> **Given problem**: Select each line in the entries below that contains the word "sign" and copy those lines out in full.

> **Data for this exercise**:
☆ ☆ ☆ ☆ ☆

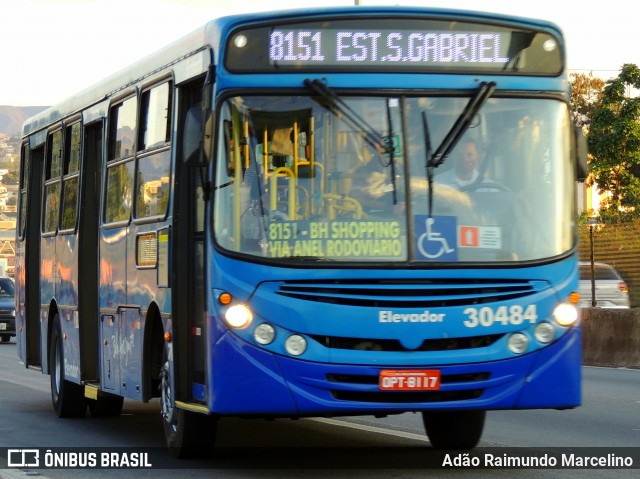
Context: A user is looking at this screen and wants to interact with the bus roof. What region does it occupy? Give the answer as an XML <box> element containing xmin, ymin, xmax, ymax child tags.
<box><xmin>22</xmin><ymin>6</ymin><xmax>562</xmax><ymax>137</ymax></box>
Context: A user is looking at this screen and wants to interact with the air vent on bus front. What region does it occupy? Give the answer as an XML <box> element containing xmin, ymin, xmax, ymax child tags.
<box><xmin>277</xmin><ymin>278</ymin><xmax>541</xmax><ymax>308</ymax></box>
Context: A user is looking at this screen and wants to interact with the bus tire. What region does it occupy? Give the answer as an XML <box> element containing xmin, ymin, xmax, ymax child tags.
<box><xmin>160</xmin><ymin>354</ymin><xmax>217</xmax><ymax>458</ymax></box>
<box><xmin>87</xmin><ymin>396</ymin><xmax>124</xmax><ymax>417</ymax></box>
<box><xmin>422</xmin><ymin>411</ymin><xmax>487</xmax><ymax>449</ymax></box>
<box><xmin>49</xmin><ymin>314</ymin><xmax>87</xmax><ymax>417</ymax></box>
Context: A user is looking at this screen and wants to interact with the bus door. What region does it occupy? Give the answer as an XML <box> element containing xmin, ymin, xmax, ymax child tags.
<box><xmin>78</xmin><ymin>121</ymin><xmax>104</xmax><ymax>381</ymax></box>
<box><xmin>16</xmin><ymin>143</ymin><xmax>44</xmax><ymax>366</ymax></box>
<box><xmin>172</xmin><ymin>81</ymin><xmax>207</xmax><ymax>402</ymax></box>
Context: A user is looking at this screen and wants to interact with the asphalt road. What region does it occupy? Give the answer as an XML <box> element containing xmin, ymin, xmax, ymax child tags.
<box><xmin>0</xmin><ymin>342</ymin><xmax>640</xmax><ymax>479</ymax></box>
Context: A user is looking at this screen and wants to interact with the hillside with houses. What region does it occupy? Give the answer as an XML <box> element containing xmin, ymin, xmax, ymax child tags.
<box><xmin>0</xmin><ymin>123</ymin><xmax>27</xmax><ymax>276</ymax></box>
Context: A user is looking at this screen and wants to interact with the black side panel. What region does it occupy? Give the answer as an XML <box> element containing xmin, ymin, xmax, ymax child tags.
<box><xmin>25</xmin><ymin>146</ymin><xmax>47</xmax><ymax>366</ymax></box>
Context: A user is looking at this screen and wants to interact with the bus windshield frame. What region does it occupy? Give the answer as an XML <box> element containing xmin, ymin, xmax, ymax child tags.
<box><xmin>213</xmin><ymin>93</ymin><xmax>575</xmax><ymax>265</ymax></box>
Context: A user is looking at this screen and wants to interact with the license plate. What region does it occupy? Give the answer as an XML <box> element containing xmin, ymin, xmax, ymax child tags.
<box><xmin>379</xmin><ymin>369</ymin><xmax>440</xmax><ymax>391</ymax></box>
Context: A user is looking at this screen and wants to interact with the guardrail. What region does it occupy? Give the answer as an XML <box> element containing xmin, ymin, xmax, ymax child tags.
<box><xmin>582</xmin><ymin>308</ymin><xmax>640</xmax><ymax>368</ymax></box>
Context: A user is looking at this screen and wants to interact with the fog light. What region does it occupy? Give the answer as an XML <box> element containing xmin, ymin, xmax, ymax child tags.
<box><xmin>533</xmin><ymin>321</ymin><xmax>556</xmax><ymax>344</ymax></box>
<box><xmin>224</xmin><ymin>304</ymin><xmax>253</xmax><ymax>329</ymax></box>
<box><xmin>253</xmin><ymin>323</ymin><xmax>276</xmax><ymax>345</ymax></box>
<box><xmin>507</xmin><ymin>333</ymin><xmax>529</xmax><ymax>354</ymax></box>
<box><xmin>284</xmin><ymin>334</ymin><xmax>307</xmax><ymax>356</ymax></box>
<box><xmin>553</xmin><ymin>303</ymin><xmax>578</xmax><ymax>326</ymax></box>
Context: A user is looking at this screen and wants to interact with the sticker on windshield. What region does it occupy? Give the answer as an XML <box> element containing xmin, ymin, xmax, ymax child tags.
<box><xmin>458</xmin><ymin>226</ymin><xmax>502</xmax><ymax>249</ymax></box>
<box><xmin>415</xmin><ymin>215</ymin><xmax>458</xmax><ymax>261</ymax></box>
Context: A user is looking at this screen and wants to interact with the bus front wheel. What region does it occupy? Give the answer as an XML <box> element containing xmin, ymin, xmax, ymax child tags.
<box><xmin>49</xmin><ymin>314</ymin><xmax>87</xmax><ymax>417</ymax></box>
<box><xmin>160</xmin><ymin>359</ymin><xmax>217</xmax><ymax>458</ymax></box>
<box><xmin>422</xmin><ymin>411</ymin><xmax>487</xmax><ymax>449</ymax></box>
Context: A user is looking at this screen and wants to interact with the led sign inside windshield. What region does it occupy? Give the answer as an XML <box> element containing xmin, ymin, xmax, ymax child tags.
<box><xmin>269</xmin><ymin>29</ymin><xmax>509</xmax><ymax>66</ymax></box>
<box><xmin>225</xmin><ymin>17</ymin><xmax>563</xmax><ymax>75</ymax></box>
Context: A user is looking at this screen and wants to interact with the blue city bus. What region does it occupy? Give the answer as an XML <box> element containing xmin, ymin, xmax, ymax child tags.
<box><xmin>16</xmin><ymin>7</ymin><xmax>586</xmax><ymax>456</ymax></box>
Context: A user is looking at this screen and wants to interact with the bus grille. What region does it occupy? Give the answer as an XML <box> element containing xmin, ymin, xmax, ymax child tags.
<box><xmin>311</xmin><ymin>334</ymin><xmax>503</xmax><ymax>352</ymax></box>
<box><xmin>277</xmin><ymin>278</ymin><xmax>543</xmax><ymax>308</ymax></box>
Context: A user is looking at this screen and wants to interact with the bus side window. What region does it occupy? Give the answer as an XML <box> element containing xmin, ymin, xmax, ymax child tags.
<box><xmin>135</xmin><ymin>82</ymin><xmax>171</xmax><ymax>218</ymax></box>
<box><xmin>42</xmin><ymin>130</ymin><xmax>62</xmax><ymax>233</ymax></box>
<box><xmin>60</xmin><ymin>122</ymin><xmax>81</xmax><ymax>231</ymax></box>
<box><xmin>104</xmin><ymin>96</ymin><xmax>137</xmax><ymax>223</ymax></box>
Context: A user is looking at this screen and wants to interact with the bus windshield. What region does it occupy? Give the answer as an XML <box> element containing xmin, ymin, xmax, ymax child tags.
<box><xmin>213</xmin><ymin>92</ymin><xmax>575</xmax><ymax>263</ymax></box>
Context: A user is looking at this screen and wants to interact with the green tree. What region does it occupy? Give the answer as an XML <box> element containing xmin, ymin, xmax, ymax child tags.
<box><xmin>588</xmin><ymin>64</ymin><xmax>640</xmax><ymax>223</ymax></box>
<box><xmin>570</xmin><ymin>72</ymin><xmax>605</xmax><ymax>127</ymax></box>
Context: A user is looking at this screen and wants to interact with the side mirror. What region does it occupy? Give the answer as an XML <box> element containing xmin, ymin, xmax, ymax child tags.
<box><xmin>182</xmin><ymin>106</ymin><xmax>207</xmax><ymax>166</ymax></box>
<box><xmin>575</xmin><ymin>126</ymin><xmax>589</xmax><ymax>181</ymax></box>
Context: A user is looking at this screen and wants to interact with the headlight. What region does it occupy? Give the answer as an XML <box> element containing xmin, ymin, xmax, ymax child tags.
<box><xmin>253</xmin><ymin>323</ymin><xmax>276</xmax><ymax>346</ymax></box>
<box><xmin>284</xmin><ymin>334</ymin><xmax>307</xmax><ymax>356</ymax></box>
<box><xmin>224</xmin><ymin>304</ymin><xmax>253</xmax><ymax>329</ymax></box>
<box><xmin>507</xmin><ymin>333</ymin><xmax>529</xmax><ymax>354</ymax></box>
<box><xmin>553</xmin><ymin>303</ymin><xmax>578</xmax><ymax>326</ymax></box>
<box><xmin>533</xmin><ymin>321</ymin><xmax>556</xmax><ymax>344</ymax></box>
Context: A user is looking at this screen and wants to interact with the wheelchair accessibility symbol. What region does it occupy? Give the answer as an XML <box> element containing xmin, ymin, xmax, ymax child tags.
<box><xmin>415</xmin><ymin>215</ymin><xmax>458</xmax><ymax>261</ymax></box>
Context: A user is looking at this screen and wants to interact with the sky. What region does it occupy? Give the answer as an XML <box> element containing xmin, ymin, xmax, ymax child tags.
<box><xmin>0</xmin><ymin>0</ymin><xmax>640</xmax><ymax>106</ymax></box>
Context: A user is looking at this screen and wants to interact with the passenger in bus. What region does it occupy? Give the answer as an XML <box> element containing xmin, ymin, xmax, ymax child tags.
<box><xmin>435</xmin><ymin>141</ymin><xmax>478</xmax><ymax>189</ymax></box>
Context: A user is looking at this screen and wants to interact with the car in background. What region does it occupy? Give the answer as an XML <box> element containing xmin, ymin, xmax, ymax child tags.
<box><xmin>0</xmin><ymin>277</ymin><xmax>16</xmax><ymax>343</ymax></box>
<box><xmin>578</xmin><ymin>262</ymin><xmax>629</xmax><ymax>308</ymax></box>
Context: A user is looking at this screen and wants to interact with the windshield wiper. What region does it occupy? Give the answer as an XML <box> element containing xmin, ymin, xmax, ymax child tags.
<box><xmin>427</xmin><ymin>82</ymin><xmax>496</xmax><ymax>168</ymax></box>
<box><xmin>304</xmin><ymin>78</ymin><xmax>393</xmax><ymax>153</ymax></box>
<box><xmin>304</xmin><ymin>78</ymin><xmax>398</xmax><ymax>205</ymax></box>
<box><xmin>422</xmin><ymin>82</ymin><xmax>496</xmax><ymax>217</ymax></box>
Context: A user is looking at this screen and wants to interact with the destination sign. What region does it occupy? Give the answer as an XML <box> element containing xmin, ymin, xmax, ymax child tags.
<box><xmin>225</xmin><ymin>17</ymin><xmax>563</xmax><ymax>75</ymax></box>
<box><xmin>269</xmin><ymin>29</ymin><xmax>509</xmax><ymax>66</ymax></box>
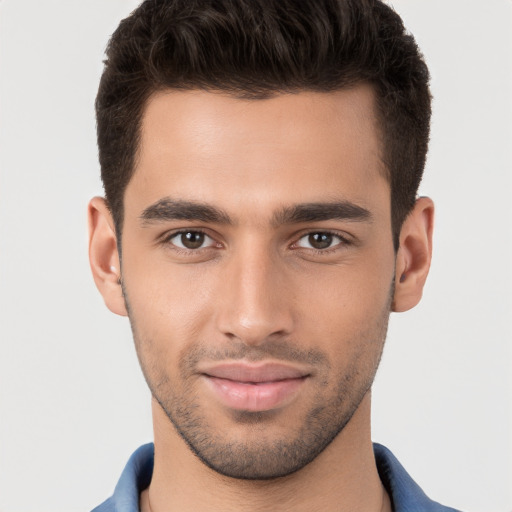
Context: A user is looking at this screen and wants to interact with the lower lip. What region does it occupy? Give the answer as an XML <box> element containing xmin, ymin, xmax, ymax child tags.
<box><xmin>205</xmin><ymin>375</ymin><xmax>306</xmax><ymax>412</ymax></box>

☆ ☆ ☆ ☆ ☆

> **Complete response**:
Context: A user is looking at this screen and wants to interact with the led sign inside windshield. What region does it occupy? Give the answer as an XML <box> element containing xmin, ymin, xmax, ymax child tags.
Context: A user is looking at this screen and wants to interact with the destination sign. What region does it occupy? Give the answer as an XML <box> element containing xmin, ymin, xmax, ymax child tags.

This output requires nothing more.